* _Task to carry out_
Rewrite the material below as a Markdown table with the columns No. and Line, one row per line, numbering the rows and omitting blank lines.

────────────────

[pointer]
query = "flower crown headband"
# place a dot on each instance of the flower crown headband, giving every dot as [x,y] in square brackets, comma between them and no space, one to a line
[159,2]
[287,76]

────────────────

* _Response to this task_
| No. | Line |
|---|---|
| 1 | [pointer] |
| 2 | query = "flower crown headband" |
| 3 | # place a dot on each instance of the flower crown headband, giving every dot as [x,y] in square brackets, comma between them and no space, one to a line |
| 4 | [159,2] |
| 5 | [287,76] |